• **Text**
++++++++++++++++++++

The above is the short description from Wikipedia about the Fail-fast principle in system design. So is this applicable on iOS development? Well, it isn’t… and it is at same time.

The purpose of Fail-fast within iOS development is to find issues during the development- and test phase of an app, this is about gaining valuable feedback and resolve issues early and thus improve the quality of the app by resolving these issues. The “Next-highest level” in an iOS app, however, is the Springboard. There is no system the app can overload a fail to so it can be handled gracefully. On top of that, this principle is meant and applicable for system design, many of these articles which talk about the Fail-Fast principle (Fail-fast principle in software development, Fail-Fast as examples) are written with “the app” as part of a self controlled system and a wide variety of logging available where quick fixes can be made. With iOS development this is rarely the case; worst case it will take Apple a few days to review your new version of the app or you need to request a expedited review if the “crashing” issue is urgent.

Reading suggestion: “For the second time this year, the Facebook SDK is causing apps like TikTok and Spotify to crash on launch”

On iOS we should always Fail-fast during development and during test; with test I mean not only unit- and UI test, but also regression- and smoke tests. For instance, at a previous client we had the hard rule that the unit-test library may never make actual HTTP calls… never-ever. This resulted in that the network manager had a failsafe that if and when it was called while running test, it would fail-fast by crashing the app with a description that the app tried to make an external network call.

Lets dive into some code

Example one

Consider the following code:

let adBanners = try! JSONDecoder().decode([AdBanner].self, from: bannerData)

If bannerData cannot be decoded to an array of AdBanner, the app will crash using the example above. This is another reason not to have the app crash on iOS; since mobile apps usually are heavily dependent on backend systems using REST services, this could mean that for whatever minor error the backend presents the users app would crash. In this case I would say that the error should be logged to an external service such as Firebase Crashlytics as a Non fatal and the user should be presented with an informational dialogue, preferably even with the possibility to request support from the developer (e.g. customer service).

One could argue “But, silent failures won’t inform us about issues!”, right? Well if this is the case for your app, than I would like to counter with the question: Why not? Why do the silent failures not inform you? In the case of Crashlytics, mentioned above, it has support for letting you customize crash reports, using this support you can create reports which log specific types of errors which you make sure you check regularly… just as you would check regularly for any crashes.

Example two

This is a well known example within iOS development, the sub-classing of a UITableViewCell and the force unwrapping to said specific cell. It is widely accepted that the following code is OK to force unwrapp in this case:

func tableView(_ tableView: UITableView, cellForRowAt indexPath: IndexPath) -> UITableViewCell {
    let postCell = tableView.dequeueReusableCell(withIdentifier: "postCell") as! PostCell
    postCell.postTitle.text = "Hello, world!"

++++++++++++++++++++

• **Entries shown**
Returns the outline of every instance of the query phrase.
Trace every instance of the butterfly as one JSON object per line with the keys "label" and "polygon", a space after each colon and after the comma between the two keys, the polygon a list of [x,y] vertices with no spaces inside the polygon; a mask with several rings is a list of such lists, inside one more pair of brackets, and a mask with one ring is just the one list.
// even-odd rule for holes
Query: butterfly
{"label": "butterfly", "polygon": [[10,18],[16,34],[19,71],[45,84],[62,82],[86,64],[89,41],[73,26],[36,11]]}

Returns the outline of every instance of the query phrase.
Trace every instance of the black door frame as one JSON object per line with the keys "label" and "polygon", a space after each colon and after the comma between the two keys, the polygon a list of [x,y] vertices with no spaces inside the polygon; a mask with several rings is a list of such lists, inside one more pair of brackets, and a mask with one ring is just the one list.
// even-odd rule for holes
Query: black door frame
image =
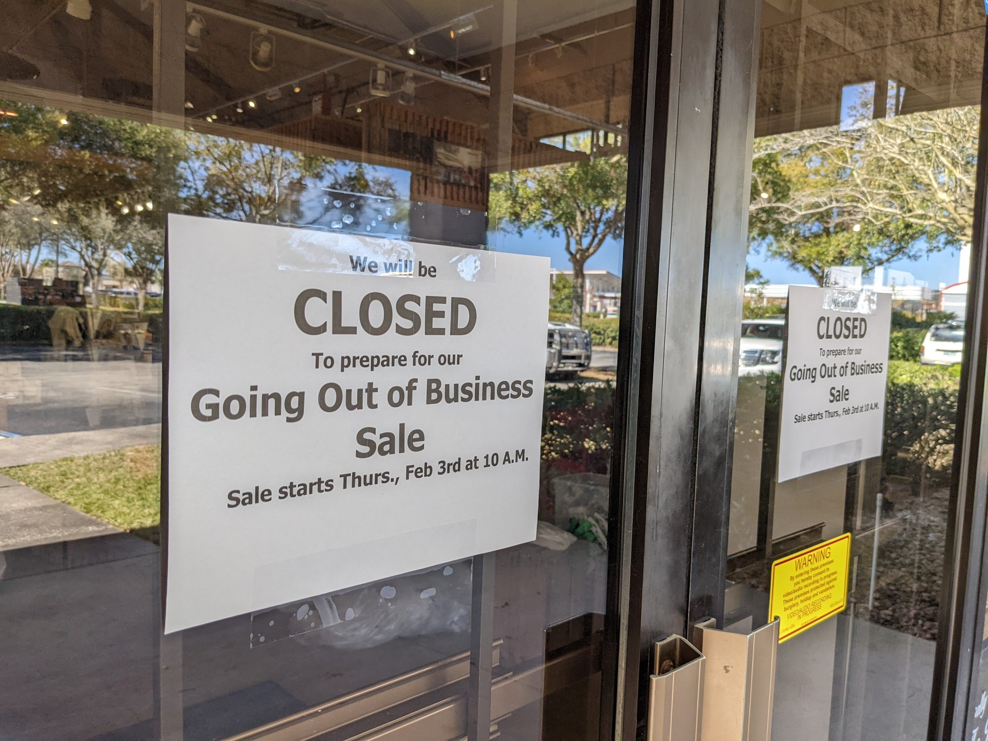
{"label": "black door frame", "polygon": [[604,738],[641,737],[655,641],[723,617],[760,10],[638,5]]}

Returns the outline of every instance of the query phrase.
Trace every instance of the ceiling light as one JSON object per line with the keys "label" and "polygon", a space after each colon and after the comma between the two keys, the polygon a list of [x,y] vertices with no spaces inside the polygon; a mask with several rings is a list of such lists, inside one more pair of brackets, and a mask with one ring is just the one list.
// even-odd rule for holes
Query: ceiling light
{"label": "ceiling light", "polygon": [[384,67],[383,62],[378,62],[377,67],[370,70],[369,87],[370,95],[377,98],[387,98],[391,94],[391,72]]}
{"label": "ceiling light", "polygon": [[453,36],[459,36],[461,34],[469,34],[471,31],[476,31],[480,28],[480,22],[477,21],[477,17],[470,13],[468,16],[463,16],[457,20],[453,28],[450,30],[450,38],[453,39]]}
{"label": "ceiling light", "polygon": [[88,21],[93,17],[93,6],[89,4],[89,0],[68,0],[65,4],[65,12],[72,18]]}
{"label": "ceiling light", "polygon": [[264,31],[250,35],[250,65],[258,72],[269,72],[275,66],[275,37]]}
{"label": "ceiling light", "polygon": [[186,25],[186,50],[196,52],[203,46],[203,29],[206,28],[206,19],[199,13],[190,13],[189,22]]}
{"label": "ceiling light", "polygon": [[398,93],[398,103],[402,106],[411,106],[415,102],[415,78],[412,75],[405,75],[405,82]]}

++++++++++++++++++++

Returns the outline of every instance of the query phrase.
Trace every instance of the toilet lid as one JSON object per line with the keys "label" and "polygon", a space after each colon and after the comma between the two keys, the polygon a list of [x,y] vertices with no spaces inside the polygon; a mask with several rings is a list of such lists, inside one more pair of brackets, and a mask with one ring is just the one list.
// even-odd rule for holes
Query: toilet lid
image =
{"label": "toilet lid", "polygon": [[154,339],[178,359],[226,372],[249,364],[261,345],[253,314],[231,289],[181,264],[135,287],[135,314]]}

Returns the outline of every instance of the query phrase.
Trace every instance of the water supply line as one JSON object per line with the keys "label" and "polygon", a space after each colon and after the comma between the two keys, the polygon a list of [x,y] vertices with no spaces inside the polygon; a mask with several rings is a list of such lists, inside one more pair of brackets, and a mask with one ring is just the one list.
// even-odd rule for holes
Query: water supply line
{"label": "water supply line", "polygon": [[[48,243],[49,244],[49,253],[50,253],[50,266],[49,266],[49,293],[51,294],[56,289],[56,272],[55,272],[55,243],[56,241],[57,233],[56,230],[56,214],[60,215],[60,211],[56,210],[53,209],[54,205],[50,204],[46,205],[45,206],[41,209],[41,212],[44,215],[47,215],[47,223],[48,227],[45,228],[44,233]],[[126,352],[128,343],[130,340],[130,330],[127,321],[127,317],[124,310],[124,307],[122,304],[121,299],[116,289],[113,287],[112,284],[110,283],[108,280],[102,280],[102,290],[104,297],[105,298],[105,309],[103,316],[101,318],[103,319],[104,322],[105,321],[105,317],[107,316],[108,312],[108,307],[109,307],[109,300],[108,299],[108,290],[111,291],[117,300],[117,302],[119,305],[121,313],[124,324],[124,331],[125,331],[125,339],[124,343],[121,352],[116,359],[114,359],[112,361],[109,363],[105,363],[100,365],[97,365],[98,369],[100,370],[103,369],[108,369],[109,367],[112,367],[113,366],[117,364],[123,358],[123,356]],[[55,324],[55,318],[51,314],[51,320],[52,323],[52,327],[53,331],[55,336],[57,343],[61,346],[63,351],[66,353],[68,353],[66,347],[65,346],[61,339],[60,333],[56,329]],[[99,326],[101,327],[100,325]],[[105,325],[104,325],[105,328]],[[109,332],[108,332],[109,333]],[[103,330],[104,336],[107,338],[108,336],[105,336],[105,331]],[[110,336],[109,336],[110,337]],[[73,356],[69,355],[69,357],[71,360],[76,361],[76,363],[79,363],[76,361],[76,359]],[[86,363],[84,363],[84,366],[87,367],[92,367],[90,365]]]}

++++++++++++++++++++

• **Problems**
a) Check these three statements against the text on the Fail-fast principle in iOS development, answering yes or no for each and quoting the words of the text that decide it: (i) at a previous client, the unit-test library was allowed to make real HTTP calls during smoke tests; (ii) the text names Firebase Crashlytics as an external service where an error can be logged as a Non fatal; (iii) the "Next-highest level" in an iOS app is the Springboard.
b) Write what comes next in the text on the Fail-fast principle in iOS development, picking up right after its last line.

• **The answers**
a)
(i) No: "we had the hard rule that the unit-test library may never make actual HTTP calls… never-ever"
(ii) Yes: "the error should be logged to an external service such as Firebase Crashlytics as a Non fatal"
(iii) Yes: "The “Next-highest level” in an iOS app, however, is the Springboard."

b)
    return postCell
}

If for some reason there would be an issue when developing and the cell with identifier “postCell” does not exist all the while testing failed to identify it and it’s pushed out to production, the app will result in a crash and return the user to the springboard. “Well, that should and would never happen! In this case, the app should crash!” I can hear some say, and to that I would say… why should we put that burden onto the user?

That being said, this article is not about wether to allow force unwrap or not… that is a different discussion. The example above is here to make a point with regards to this articles bottom line.

With a few lines of code we can still Fail-fast and yet be safe in production:

extension UITableView {
    func dequeueReusableCell<T: UITableViewCell>(withIdentifier identifier: String) -> T? {
        guard let cell = dequeueReusableCell(withIdentifier: identifier) as? T else {
            assert(false, "The requested cell type could not be found")
            return nil
        }

        return cell
    }
}

extension ViewController: UITableViewDataSource {
    func tableView(_ tableView: UITableView, cellForRowAt indexPath: IndexPath) -> UITableViewCell {
        guard let postCell: PostCell = tableView.dequeueReusableCell(withIdentifier: "postCell") else { return UITableViewCell() }
        postCell.postTitle.text = "Hello, world!"

        return postCell
    }
}

So what happens in the above? Well, the code in the viewController is virtually the same, except for the removal of the force unwrap and returning an empty cell instead.. however now we’ll crash the app in DEBUG and testing using assert, which would comply with Fail-Fast but we protect our end users with an app not crashed. Yes, the UI will look funky for the user… we could even return a special cell, but the app doesn’t crash. Lets assume that this was an cell for secondary functionality in a view, on the same view there is functionality which is important for the user, but a crash will now prohibit the user from actually using the content the user came to your app for.

How to prevent having to Fail-fast in production

In one word: Tests. I can’t stretch enough how important this is. Preferably you’ll apply TDD (Test Driven Development) and you write your tests beforehand and make them succeed one by one, or in worst case you’ll apply PTDD (Parallel Test Driven Development)… [is that a thing? 🤔 lets assume it is] which means that you write your test and your code simultaneously. These principles will increase the confidence in your code by increasing the tested code (Code Coverage) and thus it will decrease the risk of something going wrong; however, this entails also making tests for endpoints with mock with data that should fail your app.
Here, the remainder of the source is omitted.